→ What you are asked to do
Arrange every line of the listing below as a numbered list, omitting blank lines. Leave the pictures out of your answer.

→ The input
------------------------------------------------------------------------

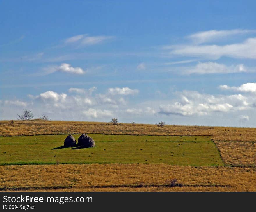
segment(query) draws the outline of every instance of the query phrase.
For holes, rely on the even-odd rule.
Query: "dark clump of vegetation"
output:
[[[26,109],[24,109],[23,112],[21,114],[17,114],[18,118],[19,120],[23,121],[27,121],[31,120],[34,118],[34,115],[31,110]]]
[[[51,120],[49,116],[47,116],[45,114],[41,116],[38,116],[40,119],[43,120],[44,121],[49,121]]]
[[[159,123],[158,124],[157,124],[156,125],[157,125],[158,127],[163,127],[165,125],[165,122],[163,121],[160,121]]]
[[[177,180],[175,178],[171,180],[170,183],[170,186],[171,187],[182,187],[183,184],[182,183],[178,183]]]
[[[118,120],[117,118],[113,118],[111,119],[111,121],[110,123],[114,125],[118,125]]]

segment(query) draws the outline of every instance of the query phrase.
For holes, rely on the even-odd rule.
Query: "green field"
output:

------------------------------------------------------------------------

→ Solution for this problem
1. segment(query) draws the outline of every instance of the query phrase.
2. For holes, rely on the even-odd rule.
3. Query: "dark clump of vegetation"
4. output:
5. [[[26,109],[24,109],[23,112],[21,114],[17,114],[18,118],[19,120],[23,121],[27,121],[31,120],[34,118],[34,115],[31,110]]]
6. [[[51,120],[49,116],[47,116],[45,114],[41,116],[38,116],[40,119],[43,120],[44,121],[49,121]]]
7. [[[159,123],[158,124],[157,124],[156,125],[157,125],[158,127],[163,127],[165,125],[165,122],[163,121],[160,121]]]
8. [[[177,180],[175,178],[171,180],[170,183],[170,186],[171,187],[182,187],[183,184],[182,183],[178,183]]]
9. [[[118,120],[117,118],[113,118],[111,119],[111,121],[110,123],[114,125],[118,125]]]
10. segment(query) draws the outline of every instance of the query phrase.
11. For holes, rely on the even-odd rule.
12. Query: "green field"
13. output:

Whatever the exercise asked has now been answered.